## What to produce
Print the following lines exactly as they stand, without changing anything.

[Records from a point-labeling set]

* Start *

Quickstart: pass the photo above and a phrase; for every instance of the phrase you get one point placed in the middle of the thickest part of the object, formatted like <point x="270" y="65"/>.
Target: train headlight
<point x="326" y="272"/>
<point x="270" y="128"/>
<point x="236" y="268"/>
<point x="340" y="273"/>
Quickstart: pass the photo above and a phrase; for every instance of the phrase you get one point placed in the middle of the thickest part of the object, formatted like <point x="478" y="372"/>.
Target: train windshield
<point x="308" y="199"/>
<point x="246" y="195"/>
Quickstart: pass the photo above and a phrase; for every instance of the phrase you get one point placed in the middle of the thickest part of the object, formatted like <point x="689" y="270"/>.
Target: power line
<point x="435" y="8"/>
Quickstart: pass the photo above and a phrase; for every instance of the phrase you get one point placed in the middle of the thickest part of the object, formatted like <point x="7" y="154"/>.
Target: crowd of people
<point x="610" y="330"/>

* End *

## Completed task
Quickstart: pass the photo above and a phrase; for every instance of the phrase you get one point placed in the middle of the thickest part of the object, formatted like <point x="270" y="65"/>.
Target: train headlight
<point x="326" y="272"/>
<point x="270" y="128"/>
<point x="236" y="268"/>
<point x="340" y="273"/>
Quickstart: pass the photo above and a phrase; for every instance of the phrase you get one point placed in the middle of the thickest part of the object, formatted like <point x="478" y="372"/>.
Target: train windshield
<point x="308" y="199"/>
<point x="246" y="195"/>
Quickstart: pass the photo above and a phrase; for every instance of the phrase you get one point placed in the middle of the thickest part of the object, formatted like <point x="689" y="270"/>.
Target: power line
<point x="435" y="8"/>
Quickstart: pass the photo above and a phrase; for every instance of the phrase you get one point placed in the middle of the thickest part of the object, formatted like <point x="7" y="154"/>.
Target: crowd of people
<point x="610" y="330"/>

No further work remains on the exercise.